» **简短练习 1**:
数一数下方条目中含有字符串"Query"的行共有多少行，只给出行数。

__________________________________________________

The numbers of all offices in the new building of the Tax Office of IT City will have lucky numbers.

Lucky number is a number that consists of digits \(7\) and \(8\) only. Find the maximum number of offices in the new building of the Tax Office given that a door-plate can hold a number not longer than \(n\) digits.

Input

The only line of input contains one integer \(n (1 \le n \le 55)\) — the maximum length of a number that a door-plate can hold.

Output

Output one integer — the maximum number of offices, than can have unique lucky numbers not longer than \(n\) digits.

Sample Input

2

Sample Output

6

Solution

题目要我们构造\(1 \sim n\)位由\(7, 8\)的数的个数。我们先来找一找规律：

位数为\(1\)时：有\(7, 8\)，共\(2 \times 2 ^ 0 = 2\)种；

位数为\(2\)时：有\(77, 78, 87, 88\)，共\(2 \times 2 ^ 1 = 4\)种；

位数为\(3\)时：有\(777, 778, 787, 788, 877, 878, 887, 888\)共\(2 \times 2 ^ 2 = 8\)种；

\(\cdots \cdots\)

所以，位数是\(n\)的总个数是\(2 \times 2 ^ {n - 1}\)；

那么位数为\(1 \sim n\)的总个数为

\[\begin{aligned} \sum^{n}_{i = 1}{2 \times 2 ^ {i - 1}} & = 2 \times \sum^{n}_{i = 1}{2 ^ {i - 1}} \\\\ & = 2 \times (2 ^ {n} - 2) \\\\ & = 2 ^ {n + 1} - 2\end{aligned}
\]

于是就解决了。

__________________________________________________

» **简短练习 2**:
根据上面这段幸运数字题解回答：
(a) 输入的整数 n 取值范围是多少？
(b) 样例输入为 2 时，样例输出是多少？
(c) 位数为 3 时共有几种幸运数字？

» **指点数据集摘录**:

__________________________________________________

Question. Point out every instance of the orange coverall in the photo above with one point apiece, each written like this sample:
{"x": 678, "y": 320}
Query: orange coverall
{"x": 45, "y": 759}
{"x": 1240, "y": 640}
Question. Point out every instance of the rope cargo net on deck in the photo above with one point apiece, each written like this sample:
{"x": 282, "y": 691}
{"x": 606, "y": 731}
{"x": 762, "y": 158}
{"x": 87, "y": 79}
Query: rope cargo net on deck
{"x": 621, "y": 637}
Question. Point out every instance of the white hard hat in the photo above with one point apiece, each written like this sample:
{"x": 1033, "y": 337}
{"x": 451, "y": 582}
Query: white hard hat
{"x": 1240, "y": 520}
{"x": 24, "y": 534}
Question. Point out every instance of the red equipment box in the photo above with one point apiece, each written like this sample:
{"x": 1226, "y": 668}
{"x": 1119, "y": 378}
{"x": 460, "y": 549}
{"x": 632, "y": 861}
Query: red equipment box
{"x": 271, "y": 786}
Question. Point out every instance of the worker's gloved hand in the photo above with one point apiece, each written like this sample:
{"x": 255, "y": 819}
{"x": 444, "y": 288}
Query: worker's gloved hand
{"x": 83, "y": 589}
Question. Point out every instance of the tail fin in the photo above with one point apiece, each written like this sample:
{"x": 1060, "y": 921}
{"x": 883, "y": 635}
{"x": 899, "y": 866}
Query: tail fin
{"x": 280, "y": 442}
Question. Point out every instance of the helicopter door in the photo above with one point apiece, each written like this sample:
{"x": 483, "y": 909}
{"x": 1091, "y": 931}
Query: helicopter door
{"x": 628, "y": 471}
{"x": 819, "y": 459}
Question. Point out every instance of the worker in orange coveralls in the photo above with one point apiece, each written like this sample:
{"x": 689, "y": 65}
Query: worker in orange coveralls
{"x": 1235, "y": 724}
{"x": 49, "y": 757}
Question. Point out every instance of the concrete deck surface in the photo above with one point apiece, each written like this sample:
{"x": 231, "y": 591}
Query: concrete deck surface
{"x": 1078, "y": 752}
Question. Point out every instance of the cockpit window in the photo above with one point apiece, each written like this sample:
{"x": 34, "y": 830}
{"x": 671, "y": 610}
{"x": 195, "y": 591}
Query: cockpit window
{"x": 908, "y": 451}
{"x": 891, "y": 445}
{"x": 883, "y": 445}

__________________________________________________

» **任务输出 1**:
10

» **任务输出 2**:
(a) 1 ≤ n ≤ 55
(b) 6
(c) 8 种